Aufgabe A
Gib den Text über den Veto-Streit in der EU vollständig und wortgetreu wieder.

Ausgangstext

Veto-Streit in der EU: Einigung in Sicht?
Im Streit um den geplanten EU-Rechtsstaatsmechanismus hat Deutschland mit Ungarn und Polen einen Kompromiss ausgehandelt. Demnach soll eine Zusatzerklärung zum Mechanismus betonen, dass die "nationale Identität" der Staaten respektiert werde, was Viktor Orbán bereits als "Sieg" interpretierte. Damit wäre der Weg für EU-Haushalt und Corona-Hilfsfonds frei. Dennoch sind Beobachter wenig begeistert.
Gefährlich wird's, wenn sie bleiben!

Datensätze

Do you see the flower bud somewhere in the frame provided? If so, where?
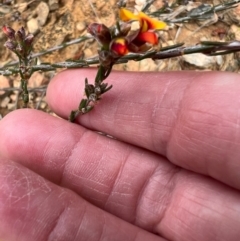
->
[4,40,17,51]
[98,50,114,67]
[15,27,26,42]
[87,23,111,48]
[2,25,15,40]
[24,34,34,46]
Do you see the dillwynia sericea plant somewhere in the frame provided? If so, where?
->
[70,8,167,121]
[3,0,240,122]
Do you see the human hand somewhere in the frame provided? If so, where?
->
[0,69,240,241]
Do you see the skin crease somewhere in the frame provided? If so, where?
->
[0,69,240,241]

Aufgabe B
Ermittle alle Zeilen der Datensätze, in denen das Wort „provided“ vorkommt, und schreibe sie unverändert ab. Achte dabei auf Groß- und Kleinschreibung.

Antwort A
Veto-Streit in der EU: Einigung in Sicht?
Im Streit um den geplanten EU-Rechtsstaatsmechanismus hat Deutschland mit Ungarn und Polen einen Kompromiss ausgehandelt. Demnach soll eine Zusatzerklärung zum Mechanismus betonen, dass die "nationale Identität" der Staaten respektiert werde, was Viktor Orbán bereits als "Sieg" interpretierte. Damit wäre der Weg für EU-Haushalt und Corona-Hilfsfonds frei. Dennoch sind Beobachter wenig begeistert.
Gefährlich wird's, wenn sie bleiben!

Antwort B
Do you see the flower bud somewhere in the frame provided? If so, where?
Do you see the dillwynia sericea plant somewhere in the frame provided? If so, where?
Do you see the human hand somewhere in the frame provided? If so, where?
Do you see the skin crease somewhere in the frame provided? If so, where?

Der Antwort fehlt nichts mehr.